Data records
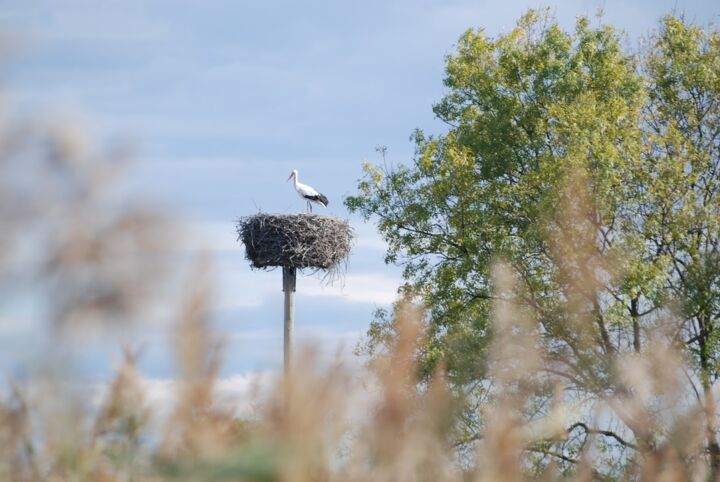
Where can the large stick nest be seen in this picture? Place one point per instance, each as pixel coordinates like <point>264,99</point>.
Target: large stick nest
<point>295,240</point>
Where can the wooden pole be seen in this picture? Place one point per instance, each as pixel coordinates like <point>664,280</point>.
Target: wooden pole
<point>289,279</point>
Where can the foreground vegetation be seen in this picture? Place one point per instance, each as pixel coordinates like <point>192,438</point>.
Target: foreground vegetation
<point>559,319</point>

• What the exercise asks: Only the text is to be copied: please reproduce the records exactly and drop the pictures.

• Exercise response:
Where can the large stick nest be seen in this picture? Place one point per instance, each as pixel coordinates like <point>264,99</point>.
Target: large stick nest
<point>295,240</point>
Where can the wooden pole be seen in this picture? Place one point per instance, each as pixel coordinates like <point>664,280</point>.
Target: wooden pole
<point>289,279</point>
Where can the foreground vegetation be seen in this picture? Place one point per instance, each as pixel coordinates like <point>192,438</point>.
Target: foreground vegetation
<point>559,319</point>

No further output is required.